======== TEXTE AFFICHÉ ========
Les réticences de certains acteurs économiques qui voient dans l’écologie politique une insupportable remise en cause de leur intérêt, le profit, doivent être traitées dans ce cadre. Mais nous voyons tous une insupportable remise en cause de notre intérêt, un mode de vie agréable et facile…

Les industriels, sous le nom de lobbies, ont commencé une atteinte à ce cadre de pensée : ils induisent l’idée que ce qui n’est pas prouvé est faux, ce qui n’est pas quantifié n’est pas prouvé… ils induisent l’idée que la science, c’est le doute, que les scientifiques ont changé d’avis plusieurs fois dans leur interprétation de certains phénomènes… qu’en admettant le réchauffement, la part de l’homme n’est pas certaine, pas quantifiée, suggérant que si ce n’est pas lui la cause, il n’a pas à être le remède…

Parce que les hommes préfèrent les mensonges rassurants aux vérités dérangeantes. Est déjà apparu l’expression « écologie punitive ». Toute demande d’effort serait une punition. L’offensive des entreprises gênées par les écologistes ne fait que commencer. Ne pouvant contredire les faits, les lobbies vont imposer un certain type de langage, avec son vocabulaire, sa « morale »… Il est fondamental de ne pas se faire embarquer par ces ruses.

Il est fondamental de s’en tenir à l’observation (scientifique) et de ne pas spéculer de trop dans le langage.
========
§ ÉNONCÉ RÉDIGÉ 1
Repérez et recopiez chaque ligne des enregistrements contenant la chaîne « grass », en respectant la casse.
Le texte et les enregistrements sont indépendants l'un de l'autre.
======== ENREGISTREMENTS DU CORPUS ========
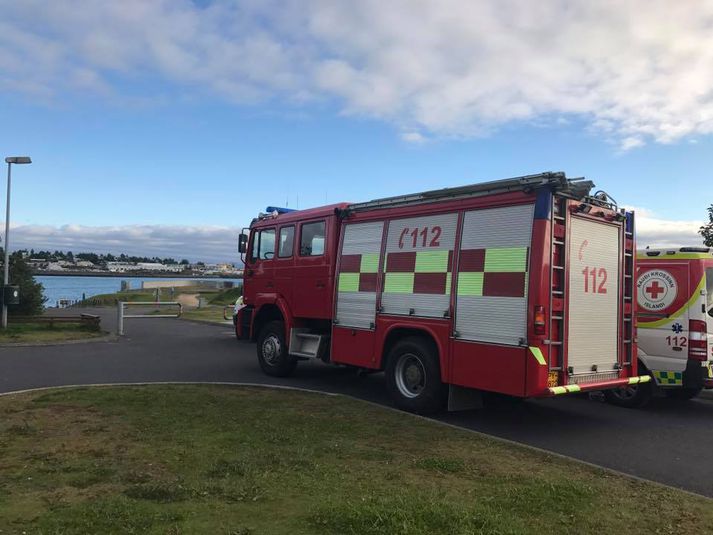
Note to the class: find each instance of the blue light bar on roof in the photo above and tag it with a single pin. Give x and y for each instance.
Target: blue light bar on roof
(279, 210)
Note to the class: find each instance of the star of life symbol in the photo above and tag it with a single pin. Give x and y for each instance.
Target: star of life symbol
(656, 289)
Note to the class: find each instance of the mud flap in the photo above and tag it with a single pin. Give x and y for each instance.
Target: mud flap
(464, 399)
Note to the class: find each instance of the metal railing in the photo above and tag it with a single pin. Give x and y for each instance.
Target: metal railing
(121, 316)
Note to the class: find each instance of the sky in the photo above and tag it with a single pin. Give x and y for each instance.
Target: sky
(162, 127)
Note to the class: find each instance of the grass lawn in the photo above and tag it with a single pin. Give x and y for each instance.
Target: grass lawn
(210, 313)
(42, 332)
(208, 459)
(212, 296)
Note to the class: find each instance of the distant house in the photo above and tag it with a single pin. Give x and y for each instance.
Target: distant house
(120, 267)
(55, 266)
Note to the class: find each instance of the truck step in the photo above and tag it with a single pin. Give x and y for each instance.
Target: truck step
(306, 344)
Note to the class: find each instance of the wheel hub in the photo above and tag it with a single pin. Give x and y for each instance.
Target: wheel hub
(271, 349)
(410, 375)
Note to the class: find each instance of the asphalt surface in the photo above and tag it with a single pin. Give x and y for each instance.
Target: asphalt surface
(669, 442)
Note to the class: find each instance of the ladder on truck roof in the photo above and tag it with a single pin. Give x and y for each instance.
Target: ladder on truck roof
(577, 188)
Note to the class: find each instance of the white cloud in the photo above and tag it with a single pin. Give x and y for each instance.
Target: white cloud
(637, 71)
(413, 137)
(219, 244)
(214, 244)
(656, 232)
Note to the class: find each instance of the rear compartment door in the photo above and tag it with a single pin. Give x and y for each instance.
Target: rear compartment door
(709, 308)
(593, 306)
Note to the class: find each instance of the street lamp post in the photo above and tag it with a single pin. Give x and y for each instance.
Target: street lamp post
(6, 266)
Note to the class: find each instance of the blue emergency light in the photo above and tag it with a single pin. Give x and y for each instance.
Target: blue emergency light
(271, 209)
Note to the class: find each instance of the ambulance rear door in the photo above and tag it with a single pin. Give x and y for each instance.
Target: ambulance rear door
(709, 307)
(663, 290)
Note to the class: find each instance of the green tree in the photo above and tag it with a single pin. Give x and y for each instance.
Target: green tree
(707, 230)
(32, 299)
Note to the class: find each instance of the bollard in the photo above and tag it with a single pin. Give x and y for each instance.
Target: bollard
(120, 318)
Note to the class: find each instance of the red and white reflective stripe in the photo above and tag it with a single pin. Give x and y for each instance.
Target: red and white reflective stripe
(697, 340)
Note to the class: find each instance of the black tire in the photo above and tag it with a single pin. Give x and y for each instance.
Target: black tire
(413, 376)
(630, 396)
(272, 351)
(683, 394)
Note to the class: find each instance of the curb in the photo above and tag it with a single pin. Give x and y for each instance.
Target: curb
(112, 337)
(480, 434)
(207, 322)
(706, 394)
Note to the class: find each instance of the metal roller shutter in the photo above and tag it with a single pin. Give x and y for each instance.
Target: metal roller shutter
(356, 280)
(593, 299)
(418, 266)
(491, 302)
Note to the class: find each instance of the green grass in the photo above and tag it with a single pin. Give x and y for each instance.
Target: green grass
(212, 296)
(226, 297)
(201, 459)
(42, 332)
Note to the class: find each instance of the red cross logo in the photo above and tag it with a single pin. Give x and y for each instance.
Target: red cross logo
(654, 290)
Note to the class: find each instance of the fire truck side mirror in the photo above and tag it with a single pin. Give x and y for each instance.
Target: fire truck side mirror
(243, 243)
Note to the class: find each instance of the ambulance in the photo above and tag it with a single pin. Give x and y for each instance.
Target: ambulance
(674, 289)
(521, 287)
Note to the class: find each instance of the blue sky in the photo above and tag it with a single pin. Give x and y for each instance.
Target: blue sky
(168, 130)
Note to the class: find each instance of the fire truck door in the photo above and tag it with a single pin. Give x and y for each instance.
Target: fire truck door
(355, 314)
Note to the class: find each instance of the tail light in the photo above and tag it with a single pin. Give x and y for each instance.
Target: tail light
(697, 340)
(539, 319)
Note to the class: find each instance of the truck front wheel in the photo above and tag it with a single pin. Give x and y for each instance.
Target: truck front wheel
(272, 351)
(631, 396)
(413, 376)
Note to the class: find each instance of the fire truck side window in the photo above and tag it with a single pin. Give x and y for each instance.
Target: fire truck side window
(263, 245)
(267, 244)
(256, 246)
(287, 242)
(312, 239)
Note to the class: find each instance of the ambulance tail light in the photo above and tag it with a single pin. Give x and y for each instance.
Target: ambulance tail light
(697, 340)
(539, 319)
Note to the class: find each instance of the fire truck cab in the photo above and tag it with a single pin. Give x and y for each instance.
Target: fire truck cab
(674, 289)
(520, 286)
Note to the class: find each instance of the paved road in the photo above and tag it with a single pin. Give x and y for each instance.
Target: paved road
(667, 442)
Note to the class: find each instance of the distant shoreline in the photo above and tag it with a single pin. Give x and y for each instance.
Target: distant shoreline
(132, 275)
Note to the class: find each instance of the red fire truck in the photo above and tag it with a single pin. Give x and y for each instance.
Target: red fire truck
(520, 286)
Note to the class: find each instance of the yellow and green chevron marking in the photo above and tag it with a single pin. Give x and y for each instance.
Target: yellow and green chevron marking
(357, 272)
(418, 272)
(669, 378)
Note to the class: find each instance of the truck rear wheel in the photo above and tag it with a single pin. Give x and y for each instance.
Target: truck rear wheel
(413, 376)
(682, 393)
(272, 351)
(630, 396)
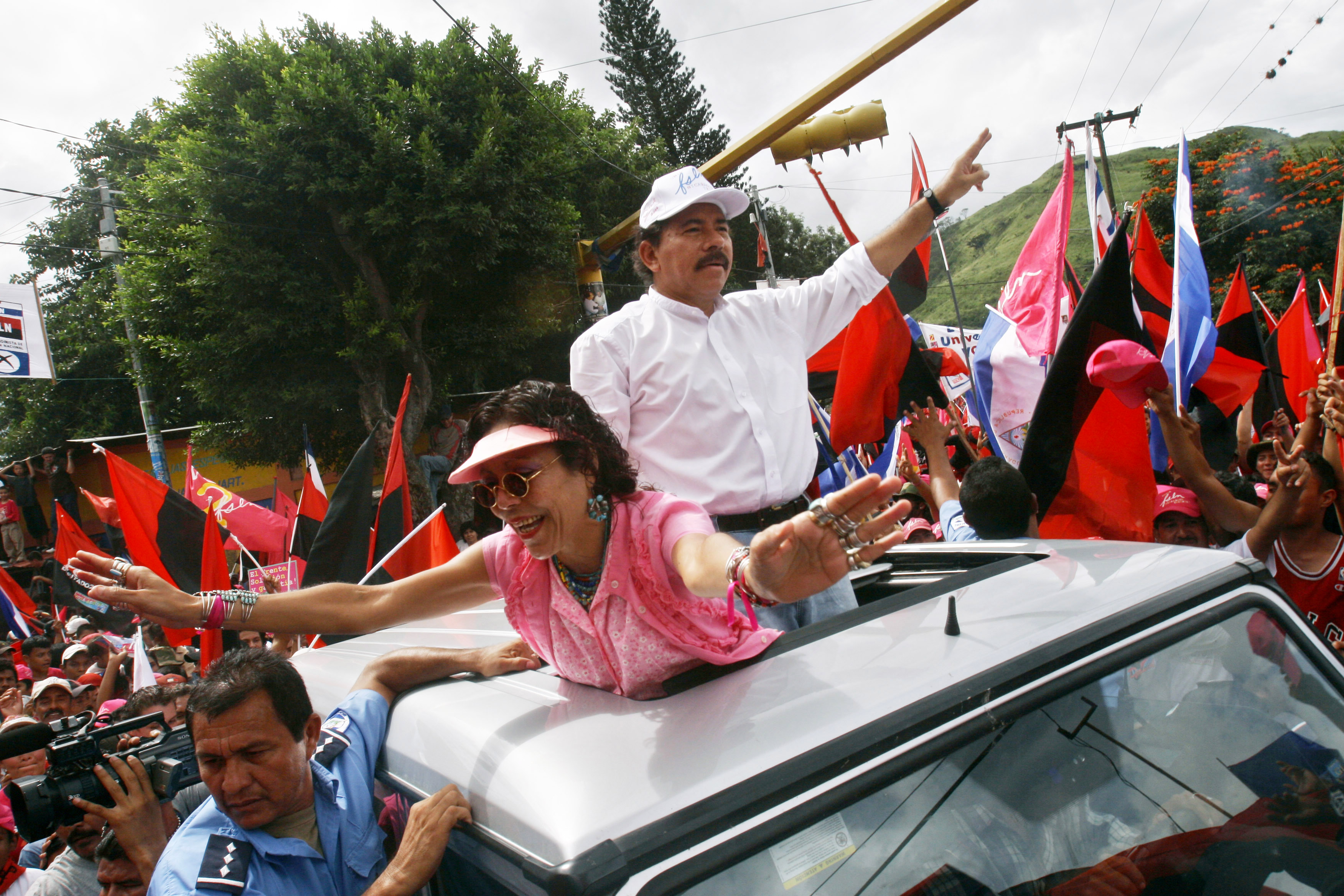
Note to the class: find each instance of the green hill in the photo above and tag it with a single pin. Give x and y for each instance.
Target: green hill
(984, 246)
========
======== ENREGISTREMENTS DU CORPUS ========
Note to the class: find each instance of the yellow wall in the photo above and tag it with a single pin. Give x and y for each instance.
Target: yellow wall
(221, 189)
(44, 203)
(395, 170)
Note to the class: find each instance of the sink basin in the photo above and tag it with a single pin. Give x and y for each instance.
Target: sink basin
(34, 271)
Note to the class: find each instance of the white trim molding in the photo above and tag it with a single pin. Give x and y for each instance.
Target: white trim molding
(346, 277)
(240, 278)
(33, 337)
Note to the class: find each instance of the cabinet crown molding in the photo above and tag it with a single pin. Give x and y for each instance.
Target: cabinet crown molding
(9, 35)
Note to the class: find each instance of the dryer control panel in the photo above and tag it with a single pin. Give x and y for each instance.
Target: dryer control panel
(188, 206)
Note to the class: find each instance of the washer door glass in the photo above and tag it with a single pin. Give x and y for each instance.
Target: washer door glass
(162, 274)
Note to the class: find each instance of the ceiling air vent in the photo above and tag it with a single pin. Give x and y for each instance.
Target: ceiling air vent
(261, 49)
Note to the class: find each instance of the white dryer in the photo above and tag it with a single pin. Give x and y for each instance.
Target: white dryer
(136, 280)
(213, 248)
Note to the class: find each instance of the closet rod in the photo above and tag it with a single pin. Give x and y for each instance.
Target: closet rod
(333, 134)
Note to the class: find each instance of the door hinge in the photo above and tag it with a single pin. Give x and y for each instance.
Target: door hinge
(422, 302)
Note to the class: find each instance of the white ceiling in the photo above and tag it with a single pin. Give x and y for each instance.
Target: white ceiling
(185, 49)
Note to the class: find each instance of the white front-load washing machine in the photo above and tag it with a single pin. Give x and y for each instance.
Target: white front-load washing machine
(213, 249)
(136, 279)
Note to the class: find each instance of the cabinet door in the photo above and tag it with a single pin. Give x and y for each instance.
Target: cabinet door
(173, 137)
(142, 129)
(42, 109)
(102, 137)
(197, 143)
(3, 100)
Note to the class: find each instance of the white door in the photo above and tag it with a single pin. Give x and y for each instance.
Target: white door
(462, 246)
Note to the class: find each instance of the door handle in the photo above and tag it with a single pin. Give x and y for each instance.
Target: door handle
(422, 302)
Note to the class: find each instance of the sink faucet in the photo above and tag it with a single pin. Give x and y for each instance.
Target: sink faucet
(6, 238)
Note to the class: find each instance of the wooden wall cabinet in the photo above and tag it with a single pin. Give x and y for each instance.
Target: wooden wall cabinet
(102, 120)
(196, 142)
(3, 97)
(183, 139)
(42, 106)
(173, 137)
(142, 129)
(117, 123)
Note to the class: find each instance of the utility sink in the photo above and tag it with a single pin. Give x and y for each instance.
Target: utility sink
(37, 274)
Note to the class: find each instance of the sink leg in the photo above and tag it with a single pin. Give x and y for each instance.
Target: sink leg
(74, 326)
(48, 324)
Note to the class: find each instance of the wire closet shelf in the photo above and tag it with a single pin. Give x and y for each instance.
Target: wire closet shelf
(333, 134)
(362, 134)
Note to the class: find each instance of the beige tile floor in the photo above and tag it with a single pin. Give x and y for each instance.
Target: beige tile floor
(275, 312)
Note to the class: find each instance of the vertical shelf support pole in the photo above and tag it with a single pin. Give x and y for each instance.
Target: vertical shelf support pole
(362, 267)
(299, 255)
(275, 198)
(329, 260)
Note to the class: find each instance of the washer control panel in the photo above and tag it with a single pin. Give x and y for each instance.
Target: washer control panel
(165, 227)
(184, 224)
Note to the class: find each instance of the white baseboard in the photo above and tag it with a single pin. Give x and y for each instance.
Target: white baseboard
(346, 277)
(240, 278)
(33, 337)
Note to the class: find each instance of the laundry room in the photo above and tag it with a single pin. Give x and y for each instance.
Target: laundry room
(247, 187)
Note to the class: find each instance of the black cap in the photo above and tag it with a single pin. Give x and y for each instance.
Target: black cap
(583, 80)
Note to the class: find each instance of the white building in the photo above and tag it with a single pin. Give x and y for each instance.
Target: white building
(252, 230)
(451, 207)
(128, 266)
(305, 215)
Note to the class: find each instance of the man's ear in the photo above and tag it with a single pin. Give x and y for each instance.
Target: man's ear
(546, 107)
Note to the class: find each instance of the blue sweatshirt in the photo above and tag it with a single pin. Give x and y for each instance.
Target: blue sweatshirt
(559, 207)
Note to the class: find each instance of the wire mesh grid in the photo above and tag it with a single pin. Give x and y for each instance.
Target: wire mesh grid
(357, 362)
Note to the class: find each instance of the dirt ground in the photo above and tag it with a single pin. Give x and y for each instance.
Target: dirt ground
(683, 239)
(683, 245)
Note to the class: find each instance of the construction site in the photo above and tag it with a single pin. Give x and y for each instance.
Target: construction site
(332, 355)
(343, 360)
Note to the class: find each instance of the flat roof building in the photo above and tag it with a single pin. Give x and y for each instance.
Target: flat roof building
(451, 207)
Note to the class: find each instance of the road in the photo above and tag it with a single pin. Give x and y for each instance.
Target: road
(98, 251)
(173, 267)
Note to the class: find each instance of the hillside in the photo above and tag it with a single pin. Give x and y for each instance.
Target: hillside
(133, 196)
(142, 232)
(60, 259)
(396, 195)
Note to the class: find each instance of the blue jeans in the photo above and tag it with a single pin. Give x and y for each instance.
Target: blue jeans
========
§ ÉNONCÉ RÉDIGÉ 2
Selon le texte sur l'écologie politique, quelle expression est déjà apparue ?

§ SORTIE COMPLÈTE 1
Note to the class: find each instance of the grass lawn in the photo above and tag it with a single pin. Give x and y for each instance.
Target: grass lawn
Note to the class: find each instance of the green grass in the photo above and tag it with a single pin. Give x and y for each instance.
Target: green grass

§ SORTIE COMPLÈTE 2
L'expression « écologie punitive ».